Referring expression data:
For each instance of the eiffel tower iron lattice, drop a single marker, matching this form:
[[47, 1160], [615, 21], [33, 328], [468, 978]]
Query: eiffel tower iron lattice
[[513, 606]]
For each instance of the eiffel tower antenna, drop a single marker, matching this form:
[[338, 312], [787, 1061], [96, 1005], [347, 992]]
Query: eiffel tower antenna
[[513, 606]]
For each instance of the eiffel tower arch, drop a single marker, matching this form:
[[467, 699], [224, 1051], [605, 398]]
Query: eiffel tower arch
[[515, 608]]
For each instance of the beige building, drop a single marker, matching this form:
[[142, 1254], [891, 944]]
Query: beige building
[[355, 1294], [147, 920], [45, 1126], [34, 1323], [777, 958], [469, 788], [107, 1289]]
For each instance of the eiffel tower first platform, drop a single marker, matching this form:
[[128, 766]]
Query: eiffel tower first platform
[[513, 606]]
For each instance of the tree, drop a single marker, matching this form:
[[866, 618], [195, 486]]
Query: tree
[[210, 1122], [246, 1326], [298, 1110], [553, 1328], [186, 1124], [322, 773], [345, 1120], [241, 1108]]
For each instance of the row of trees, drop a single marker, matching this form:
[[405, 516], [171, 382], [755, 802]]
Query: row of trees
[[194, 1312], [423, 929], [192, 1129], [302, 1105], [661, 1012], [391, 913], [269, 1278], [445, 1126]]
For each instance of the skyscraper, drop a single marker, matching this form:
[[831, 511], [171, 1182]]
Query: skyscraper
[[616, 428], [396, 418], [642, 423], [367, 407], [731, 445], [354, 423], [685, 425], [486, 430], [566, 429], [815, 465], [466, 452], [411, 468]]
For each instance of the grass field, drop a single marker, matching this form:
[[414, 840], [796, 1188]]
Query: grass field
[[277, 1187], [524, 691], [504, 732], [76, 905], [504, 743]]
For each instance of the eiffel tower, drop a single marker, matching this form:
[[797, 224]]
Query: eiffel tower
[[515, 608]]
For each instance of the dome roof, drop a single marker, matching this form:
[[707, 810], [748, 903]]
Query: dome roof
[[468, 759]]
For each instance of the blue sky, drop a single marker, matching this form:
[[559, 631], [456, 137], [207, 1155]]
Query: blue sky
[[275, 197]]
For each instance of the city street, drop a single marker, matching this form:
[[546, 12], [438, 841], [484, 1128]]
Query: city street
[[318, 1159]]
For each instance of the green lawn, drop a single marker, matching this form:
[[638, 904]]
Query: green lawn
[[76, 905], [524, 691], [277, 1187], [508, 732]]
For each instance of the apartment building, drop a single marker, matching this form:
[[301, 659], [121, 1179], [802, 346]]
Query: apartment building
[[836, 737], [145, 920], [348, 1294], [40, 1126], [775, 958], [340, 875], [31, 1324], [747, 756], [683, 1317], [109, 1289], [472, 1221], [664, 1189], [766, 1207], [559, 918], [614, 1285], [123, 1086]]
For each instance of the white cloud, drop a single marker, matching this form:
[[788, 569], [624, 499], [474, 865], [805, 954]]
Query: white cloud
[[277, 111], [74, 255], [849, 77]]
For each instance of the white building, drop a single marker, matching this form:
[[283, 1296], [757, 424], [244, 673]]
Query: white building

WHAT THE TASK REQUIRES
The required output is the set of lines from the first line of the data through the line that contains "For each instance of the beige", transcribed exactly.

ANSWER SECTION
For each instance of the eiffel tower iron lattice, drop a single marker, matching this form:
[[47, 1160], [615, 21], [33, 328], [468, 978]]
Query: eiffel tower iron lattice
[[513, 606]]
For each instance of the eiffel tower antenna, drop a single marker, matching this form:
[[338, 312], [787, 1061], [96, 1005], [347, 992]]
Query: eiffel tower antenna
[[513, 606]]
For each instance of the eiffel tower arch, drop a single marker, matching this form:
[[467, 699], [224, 1051], [605, 398]]
Query: eiffel tower arch
[[515, 608]]
For each instance of the beige building, drop a single marker, matching this form:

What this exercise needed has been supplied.